Text in the records must be reproduced exactly, and pictures must be skipped.

=== Section Start ===

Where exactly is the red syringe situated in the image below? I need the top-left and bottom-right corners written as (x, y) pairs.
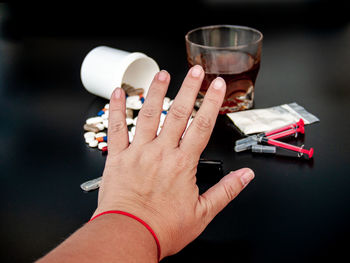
top-left (267, 125), bottom-right (305, 140)
top-left (261, 137), bottom-right (314, 158)
top-left (235, 119), bottom-right (305, 146)
top-left (265, 119), bottom-right (304, 137)
top-left (235, 121), bottom-right (305, 152)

=== Section End ===

▶ Task answer
Where exactly is the red syringe situated in the image below? I need the top-left and bottom-right corners written as (x, y) pairs.
top-left (267, 125), bottom-right (305, 140)
top-left (261, 137), bottom-right (314, 158)
top-left (235, 119), bottom-right (305, 146)
top-left (265, 119), bottom-right (304, 137)
top-left (235, 121), bottom-right (305, 152)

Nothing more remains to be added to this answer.